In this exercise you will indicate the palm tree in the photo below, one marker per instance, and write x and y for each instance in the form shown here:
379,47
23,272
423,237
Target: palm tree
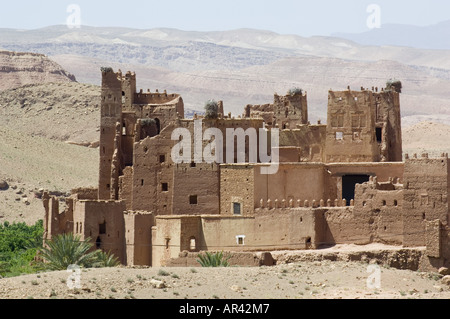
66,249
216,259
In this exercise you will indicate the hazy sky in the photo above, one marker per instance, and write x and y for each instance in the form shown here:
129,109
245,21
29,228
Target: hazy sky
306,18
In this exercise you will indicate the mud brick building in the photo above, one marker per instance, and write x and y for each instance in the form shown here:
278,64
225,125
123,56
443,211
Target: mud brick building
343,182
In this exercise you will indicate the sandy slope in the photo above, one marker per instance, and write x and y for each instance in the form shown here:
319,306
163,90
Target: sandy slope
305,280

* * *

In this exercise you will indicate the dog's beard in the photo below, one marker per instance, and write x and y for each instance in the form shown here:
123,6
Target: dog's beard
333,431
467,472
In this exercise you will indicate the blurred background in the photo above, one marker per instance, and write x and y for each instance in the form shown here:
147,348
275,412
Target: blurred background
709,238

TASK STATEMENT: Filter the items above and copy out each line that contains the word "sandy", keeping case in mind.

RESPONSE TO THIS TASK:
In this exercise you will indicate the sandy slope in the photo above, one marker per instance, and write x and y for each instance in the form shown here:
Target: sandy slope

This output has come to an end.